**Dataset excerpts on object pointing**

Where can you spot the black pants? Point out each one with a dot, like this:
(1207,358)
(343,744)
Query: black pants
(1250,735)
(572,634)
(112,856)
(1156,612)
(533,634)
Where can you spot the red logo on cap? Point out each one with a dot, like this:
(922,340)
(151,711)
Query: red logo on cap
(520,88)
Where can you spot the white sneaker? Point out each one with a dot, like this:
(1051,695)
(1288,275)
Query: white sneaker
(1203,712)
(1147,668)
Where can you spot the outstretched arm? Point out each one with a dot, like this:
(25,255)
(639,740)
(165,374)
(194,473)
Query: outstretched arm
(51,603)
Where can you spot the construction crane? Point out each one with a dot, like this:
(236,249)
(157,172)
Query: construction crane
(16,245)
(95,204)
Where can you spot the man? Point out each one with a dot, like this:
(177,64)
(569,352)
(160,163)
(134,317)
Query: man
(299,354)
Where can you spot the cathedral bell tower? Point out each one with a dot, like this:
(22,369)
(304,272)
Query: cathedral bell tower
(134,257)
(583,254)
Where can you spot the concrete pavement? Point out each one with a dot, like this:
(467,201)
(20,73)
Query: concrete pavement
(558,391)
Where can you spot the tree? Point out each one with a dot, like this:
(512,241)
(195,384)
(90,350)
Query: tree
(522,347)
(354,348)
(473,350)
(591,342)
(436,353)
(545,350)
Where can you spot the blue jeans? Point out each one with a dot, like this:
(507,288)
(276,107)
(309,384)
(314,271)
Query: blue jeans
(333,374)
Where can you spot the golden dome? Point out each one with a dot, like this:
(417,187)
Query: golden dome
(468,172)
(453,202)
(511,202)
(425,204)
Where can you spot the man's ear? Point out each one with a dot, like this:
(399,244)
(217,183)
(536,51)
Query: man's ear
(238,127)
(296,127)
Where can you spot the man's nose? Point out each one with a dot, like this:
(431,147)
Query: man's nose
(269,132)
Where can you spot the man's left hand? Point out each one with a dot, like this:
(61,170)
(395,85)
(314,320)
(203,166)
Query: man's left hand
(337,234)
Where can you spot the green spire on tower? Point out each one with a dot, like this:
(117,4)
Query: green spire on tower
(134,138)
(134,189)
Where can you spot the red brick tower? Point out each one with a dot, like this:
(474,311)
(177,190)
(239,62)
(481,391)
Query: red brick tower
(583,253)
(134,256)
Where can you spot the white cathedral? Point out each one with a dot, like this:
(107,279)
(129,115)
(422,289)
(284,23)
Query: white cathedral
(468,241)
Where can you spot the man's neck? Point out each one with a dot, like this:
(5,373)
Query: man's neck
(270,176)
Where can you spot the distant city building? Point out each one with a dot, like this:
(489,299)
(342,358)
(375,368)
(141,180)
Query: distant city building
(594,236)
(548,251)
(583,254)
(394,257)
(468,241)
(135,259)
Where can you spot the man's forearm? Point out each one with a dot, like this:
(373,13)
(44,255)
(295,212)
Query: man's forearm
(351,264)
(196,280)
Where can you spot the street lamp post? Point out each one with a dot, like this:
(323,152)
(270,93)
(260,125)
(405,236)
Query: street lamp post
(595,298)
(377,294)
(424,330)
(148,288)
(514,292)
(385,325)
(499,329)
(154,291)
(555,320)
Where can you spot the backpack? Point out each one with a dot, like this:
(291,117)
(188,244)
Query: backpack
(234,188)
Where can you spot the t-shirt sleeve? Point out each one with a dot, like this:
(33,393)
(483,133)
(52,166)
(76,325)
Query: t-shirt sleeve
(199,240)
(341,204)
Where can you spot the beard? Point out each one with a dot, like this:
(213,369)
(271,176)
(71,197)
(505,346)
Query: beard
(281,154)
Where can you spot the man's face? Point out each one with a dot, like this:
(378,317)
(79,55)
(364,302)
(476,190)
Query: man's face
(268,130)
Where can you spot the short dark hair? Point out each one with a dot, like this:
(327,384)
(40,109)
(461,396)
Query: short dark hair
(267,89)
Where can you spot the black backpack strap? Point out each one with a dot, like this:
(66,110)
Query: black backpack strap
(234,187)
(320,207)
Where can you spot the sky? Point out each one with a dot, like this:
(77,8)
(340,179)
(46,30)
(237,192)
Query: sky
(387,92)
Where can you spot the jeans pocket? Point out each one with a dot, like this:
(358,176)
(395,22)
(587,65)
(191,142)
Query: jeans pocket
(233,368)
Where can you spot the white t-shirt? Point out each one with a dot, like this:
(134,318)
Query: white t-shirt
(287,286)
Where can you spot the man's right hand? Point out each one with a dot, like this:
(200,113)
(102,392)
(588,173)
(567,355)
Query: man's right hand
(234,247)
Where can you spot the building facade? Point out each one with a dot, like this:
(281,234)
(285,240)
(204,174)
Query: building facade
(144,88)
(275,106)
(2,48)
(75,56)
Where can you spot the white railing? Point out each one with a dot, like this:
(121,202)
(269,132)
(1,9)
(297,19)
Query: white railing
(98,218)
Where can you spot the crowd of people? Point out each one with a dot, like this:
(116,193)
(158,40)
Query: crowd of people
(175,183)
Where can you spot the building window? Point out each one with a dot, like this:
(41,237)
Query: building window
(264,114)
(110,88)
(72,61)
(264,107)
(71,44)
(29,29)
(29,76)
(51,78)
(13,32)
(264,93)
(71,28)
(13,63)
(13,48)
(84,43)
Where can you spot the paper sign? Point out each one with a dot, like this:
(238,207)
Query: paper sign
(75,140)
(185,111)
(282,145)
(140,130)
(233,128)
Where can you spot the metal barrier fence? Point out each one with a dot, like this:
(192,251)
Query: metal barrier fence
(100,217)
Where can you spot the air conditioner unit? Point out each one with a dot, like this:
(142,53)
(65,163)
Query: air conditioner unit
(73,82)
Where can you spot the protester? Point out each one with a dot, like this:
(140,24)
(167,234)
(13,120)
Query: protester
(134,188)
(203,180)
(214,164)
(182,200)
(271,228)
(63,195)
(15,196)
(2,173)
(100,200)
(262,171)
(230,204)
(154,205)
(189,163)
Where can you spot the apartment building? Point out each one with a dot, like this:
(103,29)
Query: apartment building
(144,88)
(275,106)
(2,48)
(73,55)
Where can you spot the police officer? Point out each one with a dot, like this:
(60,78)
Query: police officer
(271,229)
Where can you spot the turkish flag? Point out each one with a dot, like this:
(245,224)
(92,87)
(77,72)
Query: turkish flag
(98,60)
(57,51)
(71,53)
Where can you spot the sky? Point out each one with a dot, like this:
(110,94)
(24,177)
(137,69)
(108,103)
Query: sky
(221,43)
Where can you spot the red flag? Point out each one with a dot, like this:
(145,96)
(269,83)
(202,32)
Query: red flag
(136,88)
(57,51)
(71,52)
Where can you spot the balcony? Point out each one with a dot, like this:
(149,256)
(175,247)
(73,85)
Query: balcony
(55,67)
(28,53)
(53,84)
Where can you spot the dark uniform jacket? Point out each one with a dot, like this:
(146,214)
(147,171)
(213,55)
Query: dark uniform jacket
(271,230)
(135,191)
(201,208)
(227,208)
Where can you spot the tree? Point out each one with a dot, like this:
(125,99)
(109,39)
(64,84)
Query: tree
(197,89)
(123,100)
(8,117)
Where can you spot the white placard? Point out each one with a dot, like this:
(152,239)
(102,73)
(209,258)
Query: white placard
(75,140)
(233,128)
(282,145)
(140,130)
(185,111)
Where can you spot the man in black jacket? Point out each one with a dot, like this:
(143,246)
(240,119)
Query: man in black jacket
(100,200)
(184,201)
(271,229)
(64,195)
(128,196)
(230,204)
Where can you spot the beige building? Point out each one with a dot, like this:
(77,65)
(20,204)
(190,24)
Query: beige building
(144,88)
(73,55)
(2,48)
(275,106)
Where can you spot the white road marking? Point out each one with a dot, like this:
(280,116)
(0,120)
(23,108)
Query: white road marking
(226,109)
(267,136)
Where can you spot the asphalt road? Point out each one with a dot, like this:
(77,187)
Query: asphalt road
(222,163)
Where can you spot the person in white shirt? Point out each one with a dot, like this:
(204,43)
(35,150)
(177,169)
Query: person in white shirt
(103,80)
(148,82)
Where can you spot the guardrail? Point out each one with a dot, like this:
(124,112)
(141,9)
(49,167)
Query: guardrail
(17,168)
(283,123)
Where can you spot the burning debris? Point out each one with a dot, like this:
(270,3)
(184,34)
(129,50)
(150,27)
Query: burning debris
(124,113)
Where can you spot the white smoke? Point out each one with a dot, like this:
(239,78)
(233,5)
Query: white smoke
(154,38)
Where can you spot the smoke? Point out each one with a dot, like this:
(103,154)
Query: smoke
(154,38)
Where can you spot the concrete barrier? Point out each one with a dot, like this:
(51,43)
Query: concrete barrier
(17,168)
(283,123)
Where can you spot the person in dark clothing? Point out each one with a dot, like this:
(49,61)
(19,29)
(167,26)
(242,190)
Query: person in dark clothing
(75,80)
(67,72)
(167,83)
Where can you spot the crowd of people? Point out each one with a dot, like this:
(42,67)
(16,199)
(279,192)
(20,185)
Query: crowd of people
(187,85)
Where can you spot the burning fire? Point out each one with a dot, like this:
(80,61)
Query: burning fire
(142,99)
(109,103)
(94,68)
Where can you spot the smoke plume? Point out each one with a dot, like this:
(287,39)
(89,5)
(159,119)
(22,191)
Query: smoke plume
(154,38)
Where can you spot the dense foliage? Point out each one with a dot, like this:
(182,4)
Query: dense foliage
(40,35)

**Task**
Copy out the lines above word for word, from the line containing "Where can you spot the guardrail?" through the last line, both included.

**Finished task**
Where can you spot the guardrail? Point out each one with a dot, like this:
(124,112)
(141,9)
(49,167)
Query: guardrail
(17,168)
(283,123)
Where can you spot the burning debris? Point out each one with a dot, like this:
(270,3)
(184,34)
(129,50)
(150,27)
Query: burning debris
(124,113)
Where can you spot the white smoke? Point out each one with a dot, like this:
(239,78)
(233,5)
Query: white smoke
(154,38)
Where can you spot the smoke? Point out each one with a dot, like this:
(103,154)
Query: smoke
(154,38)
Where can you spot the concrete barrier? Point out each one with a dot, like this:
(51,43)
Query: concrete barrier
(17,168)
(283,123)
Where can you spot the person in dark clothing? Point out each one with a dot, like this:
(49,61)
(19,29)
(167,26)
(242,190)
Query: person in dark clothing
(75,80)
(67,72)
(167,83)
Where can you spot the crowd of people? Point out each one with a dot, like this:
(42,67)
(16,199)
(279,192)
(20,185)
Query: crowd of people
(187,85)
Where can you spot the burning fire? Point out each one with a dot, like this:
(80,61)
Query: burning fire
(142,99)
(109,103)
(94,68)
Where can you spot the smoke plume? Point out each one with a dot, like this:
(287,39)
(89,5)
(159,119)
(22,191)
Query: smoke plume
(154,38)
Where can you spot the dense foliage? Point out each one with a dot, like this:
(182,4)
Query: dense foliage
(40,35)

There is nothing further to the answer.